◆ **AIM OF THE EXERCISE**:
Filter out all lines without the word "jeep" from the data below, please, and copy the rest.

━━ RECORDS FOR THE EXERCISE ━━

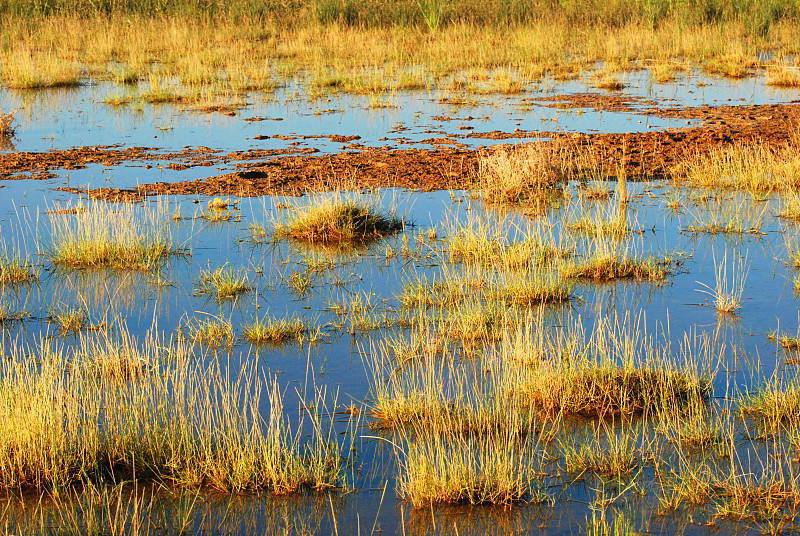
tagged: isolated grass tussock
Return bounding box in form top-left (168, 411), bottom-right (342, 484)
top-left (274, 196), bottom-right (402, 245)
top-left (560, 253), bottom-right (674, 282)
top-left (474, 144), bottom-right (567, 204)
top-left (0, 252), bottom-right (38, 284)
top-left (195, 264), bottom-right (252, 299)
top-left (696, 250), bottom-right (748, 314)
top-left (243, 315), bottom-right (311, 346)
top-left (46, 200), bottom-right (181, 270)
top-left (0, 329), bottom-right (350, 493)
top-left (179, 316), bottom-right (235, 348)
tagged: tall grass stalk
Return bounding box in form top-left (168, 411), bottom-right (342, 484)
top-left (696, 250), bottom-right (748, 313)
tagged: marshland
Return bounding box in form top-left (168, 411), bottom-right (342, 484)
top-left (2, 0), bottom-right (800, 534)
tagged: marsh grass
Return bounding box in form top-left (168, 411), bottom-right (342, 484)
top-left (0, 308), bottom-right (30, 325)
top-left (0, 108), bottom-right (15, 137)
top-left (684, 195), bottom-right (766, 235)
top-left (0, 251), bottom-right (38, 284)
top-left (474, 144), bottom-right (567, 205)
top-left (78, 327), bottom-right (155, 380)
top-left (0, 328), bottom-right (352, 493)
top-left (201, 197), bottom-right (241, 222)
top-left (445, 216), bottom-right (570, 270)
top-left (674, 142), bottom-right (800, 192)
top-left (696, 250), bottom-right (748, 313)
top-left (777, 191), bottom-right (800, 221)
top-left (579, 181), bottom-right (614, 200)
top-left (46, 200), bottom-right (182, 270)
top-left (243, 315), bottom-right (312, 346)
top-left (766, 64), bottom-right (800, 87)
top-left (567, 201), bottom-right (633, 239)
top-left (273, 193), bottom-right (402, 246)
top-left (559, 242), bottom-right (674, 282)
top-left (399, 269), bottom-right (572, 308)
top-left (52, 306), bottom-right (88, 334)
top-left (370, 313), bottom-right (711, 432)
top-left (0, 49), bottom-right (81, 89)
top-left (560, 424), bottom-right (644, 479)
top-left (180, 316), bottom-right (235, 348)
top-left (397, 423), bottom-right (534, 507)
top-left (504, 315), bottom-right (712, 419)
top-left (740, 378), bottom-right (800, 426)
top-left (195, 264), bottom-right (252, 300)
top-left (593, 75), bottom-right (624, 91)
top-left (373, 311), bottom-right (720, 507)
top-left (650, 61), bottom-right (684, 83)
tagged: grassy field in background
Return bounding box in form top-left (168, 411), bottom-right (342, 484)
top-left (0, 0), bottom-right (799, 94)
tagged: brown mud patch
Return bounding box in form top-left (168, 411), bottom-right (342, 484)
top-left (523, 93), bottom-right (667, 113)
top-left (3, 98), bottom-right (800, 201)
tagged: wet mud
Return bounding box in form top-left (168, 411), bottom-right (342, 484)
top-left (4, 96), bottom-right (800, 201)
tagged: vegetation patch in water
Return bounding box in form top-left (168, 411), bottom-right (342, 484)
top-left (45, 201), bottom-right (182, 270)
top-left (274, 195), bottom-right (403, 246)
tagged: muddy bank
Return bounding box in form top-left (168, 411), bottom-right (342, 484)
top-left (6, 99), bottom-right (800, 201)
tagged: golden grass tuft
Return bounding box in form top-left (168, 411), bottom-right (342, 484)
top-left (0, 252), bottom-right (38, 285)
top-left (46, 200), bottom-right (181, 270)
top-left (740, 378), bottom-right (800, 426)
top-left (274, 194), bottom-right (402, 246)
top-left (560, 252), bottom-right (674, 282)
top-left (766, 65), bottom-right (800, 87)
top-left (243, 315), bottom-right (312, 346)
top-left (473, 144), bottom-right (567, 204)
top-left (696, 250), bottom-right (748, 313)
top-left (397, 424), bottom-right (532, 507)
top-left (195, 264), bottom-right (252, 300)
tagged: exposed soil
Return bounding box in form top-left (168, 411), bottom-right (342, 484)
top-left (4, 95), bottom-right (800, 201)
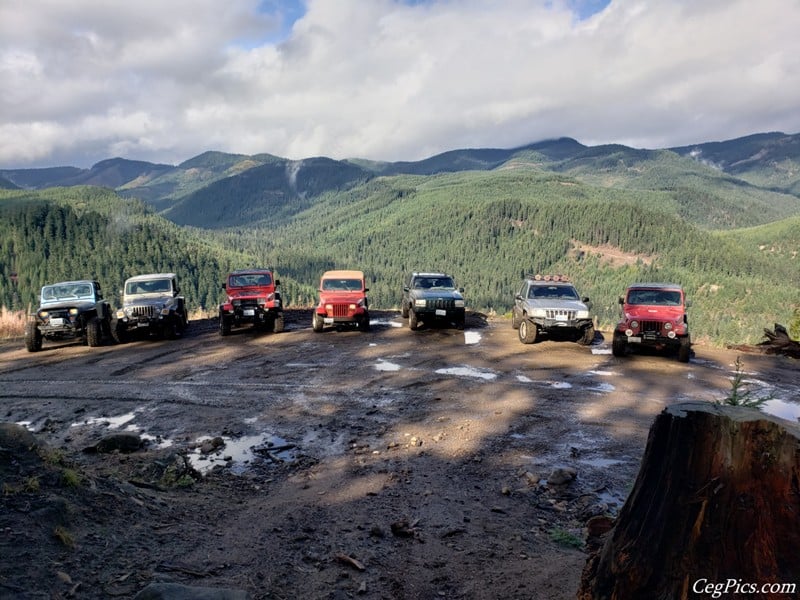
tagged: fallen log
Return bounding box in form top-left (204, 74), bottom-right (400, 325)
top-left (578, 401), bottom-right (800, 600)
top-left (727, 323), bottom-right (800, 359)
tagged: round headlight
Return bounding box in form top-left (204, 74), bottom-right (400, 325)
top-left (664, 322), bottom-right (672, 330)
top-left (69, 308), bottom-right (79, 316)
top-left (630, 320), bottom-right (639, 329)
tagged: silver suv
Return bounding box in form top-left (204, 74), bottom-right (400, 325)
top-left (511, 275), bottom-right (594, 345)
top-left (113, 273), bottom-right (188, 342)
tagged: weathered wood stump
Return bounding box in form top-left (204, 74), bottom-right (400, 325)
top-left (728, 323), bottom-right (800, 359)
top-left (578, 401), bottom-right (800, 600)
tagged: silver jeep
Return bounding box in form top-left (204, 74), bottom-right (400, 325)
top-left (113, 273), bottom-right (188, 342)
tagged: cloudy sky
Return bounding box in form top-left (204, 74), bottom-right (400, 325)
top-left (1, 0), bottom-right (799, 168)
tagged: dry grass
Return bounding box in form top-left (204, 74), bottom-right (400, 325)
top-left (0, 307), bottom-right (28, 339)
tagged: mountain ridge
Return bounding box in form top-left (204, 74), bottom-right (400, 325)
top-left (2, 132), bottom-right (798, 215)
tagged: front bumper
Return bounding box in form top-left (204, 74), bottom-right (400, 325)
top-left (533, 317), bottom-right (593, 331)
top-left (37, 322), bottom-right (81, 339)
top-left (618, 331), bottom-right (686, 348)
top-left (115, 313), bottom-right (174, 330)
top-left (228, 306), bottom-right (279, 320)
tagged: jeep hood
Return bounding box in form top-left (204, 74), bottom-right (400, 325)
top-left (625, 306), bottom-right (685, 320)
top-left (123, 295), bottom-right (172, 308)
top-left (526, 299), bottom-right (587, 311)
top-left (319, 291), bottom-right (365, 303)
top-left (226, 286), bottom-right (273, 300)
top-left (39, 299), bottom-right (96, 311)
top-left (415, 289), bottom-right (463, 300)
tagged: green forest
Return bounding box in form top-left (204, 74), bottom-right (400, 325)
top-left (1, 169), bottom-right (798, 347)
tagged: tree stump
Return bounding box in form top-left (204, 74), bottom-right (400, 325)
top-left (578, 401), bottom-right (800, 599)
top-left (727, 323), bottom-right (800, 359)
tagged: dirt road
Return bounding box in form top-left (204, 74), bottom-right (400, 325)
top-left (1, 310), bottom-right (798, 599)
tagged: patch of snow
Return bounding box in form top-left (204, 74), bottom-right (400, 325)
top-left (435, 366), bottom-right (497, 381)
top-left (375, 359), bottom-right (402, 372)
top-left (464, 331), bottom-right (481, 345)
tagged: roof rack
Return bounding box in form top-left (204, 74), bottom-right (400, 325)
top-left (527, 274), bottom-right (570, 282)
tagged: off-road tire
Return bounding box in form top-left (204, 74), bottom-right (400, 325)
top-left (112, 322), bottom-right (128, 344)
top-left (678, 336), bottom-right (691, 363)
top-left (408, 309), bottom-right (419, 330)
top-left (518, 319), bottom-right (538, 344)
top-left (511, 308), bottom-right (521, 330)
top-left (87, 317), bottom-right (102, 347)
top-left (312, 312), bottom-right (324, 333)
top-left (166, 315), bottom-right (183, 340)
top-left (219, 314), bottom-right (232, 336)
top-left (579, 325), bottom-right (595, 346)
top-left (360, 313), bottom-right (371, 332)
top-left (274, 313), bottom-right (285, 333)
top-left (263, 316), bottom-right (275, 333)
top-left (612, 333), bottom-right (627, 357)
top-left (401, 302), bottom-right (409, 319)
top-left (25, 322), bottom-right (42, 352)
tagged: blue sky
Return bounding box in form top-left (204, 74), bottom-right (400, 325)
top-left (1, 0), bottom-right (798, 168)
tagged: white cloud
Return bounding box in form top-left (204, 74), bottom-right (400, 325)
top-left (1, 0), bottom-right (799, 167)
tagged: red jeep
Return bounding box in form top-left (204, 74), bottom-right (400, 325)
top-left (218, 269), bottom-right (283, 336)
top-left (312, 270), bottom-right (370, 332)
top-left (612, 283), bottom-right (691, 362)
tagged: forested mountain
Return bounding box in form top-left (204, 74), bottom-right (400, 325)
top-left (670, 131), bottom-right (800, 195)
top-left (3, 132), bottom-right (799, 230)
top-left (1, 131), bottom-right (799, 346)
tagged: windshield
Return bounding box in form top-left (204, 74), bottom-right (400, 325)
top-left (126, 279), bottom-right (172, 295)
top-left (321, 278), bottom-right (363, 292)
top-left (229, 273), bottom-right (272, 287)
top-left (627, 289), bottom-right (682, 306)
top-left (42, 283), bottom-right (94, 302)
top-left (413, 277), bottom-right (455, 289)
top-left (529, 285), bottom-right (579, 300)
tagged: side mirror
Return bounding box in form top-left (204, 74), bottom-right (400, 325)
top-left (459, 287), bottom-right (465, 293)
top-left (515, 294), bottom-right (523, 301)
top-left (403, 286), bottom-right (409, 292)
top-left (364, 288), bottom-right (370, 293)
top-left (275, 279), bottom-right (281, 286)
top-left (618, 297), bottom-right (624, 305)
top-left (221, 283), bottom-right (227, 290)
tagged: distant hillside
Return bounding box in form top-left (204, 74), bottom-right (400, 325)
top-left (2, 132), bottom-right (799, 232)
top-left (0, 166), bottom-right (85, 189)
top-left (160, 156), bottom-right (370, 227)
top-left (670, 131), bottom-right (800, 195)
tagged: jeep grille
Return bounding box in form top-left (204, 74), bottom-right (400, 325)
top-left (130, 305), bottom-right (157, 318)
top-left (639, 320), bottom-right (663, 333)
top-left (546, 309), bottom-right (576, 320)
top-left (430, 298), bottom-right (456, 310)
top-left (330, 304), bottom-right (350, 318)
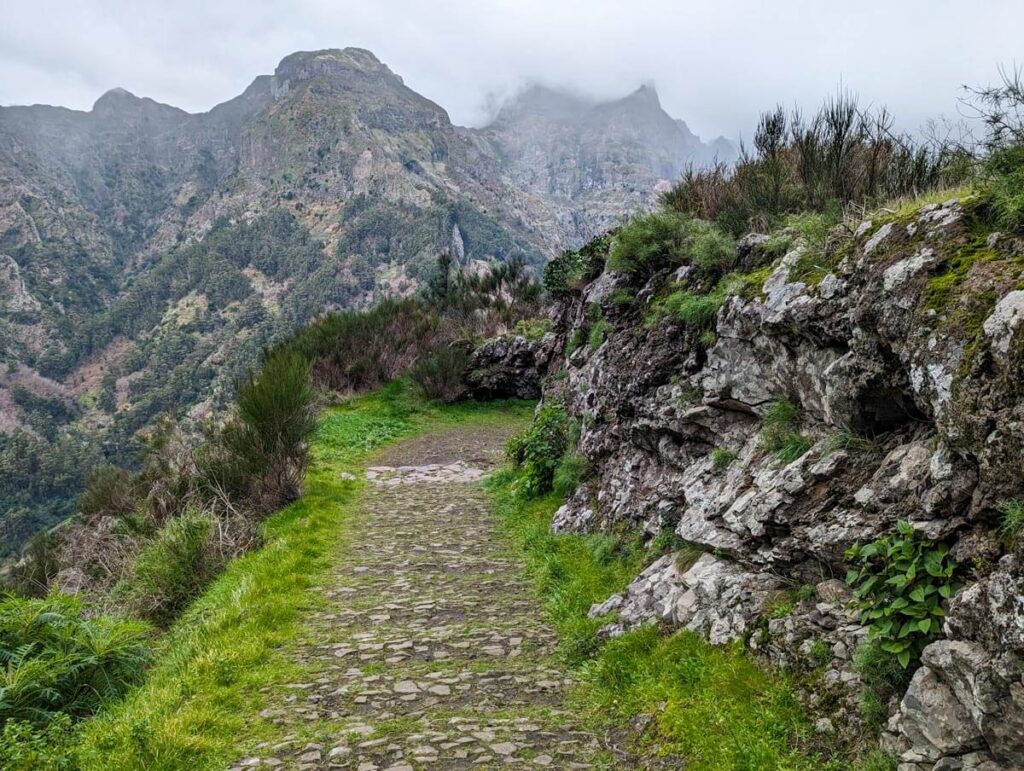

━━━

◆ **WRITTEN RESPONSE**:
tagged: silver jeep
tagged: jeep hood
tagged: red jeep
tagged: jeep grille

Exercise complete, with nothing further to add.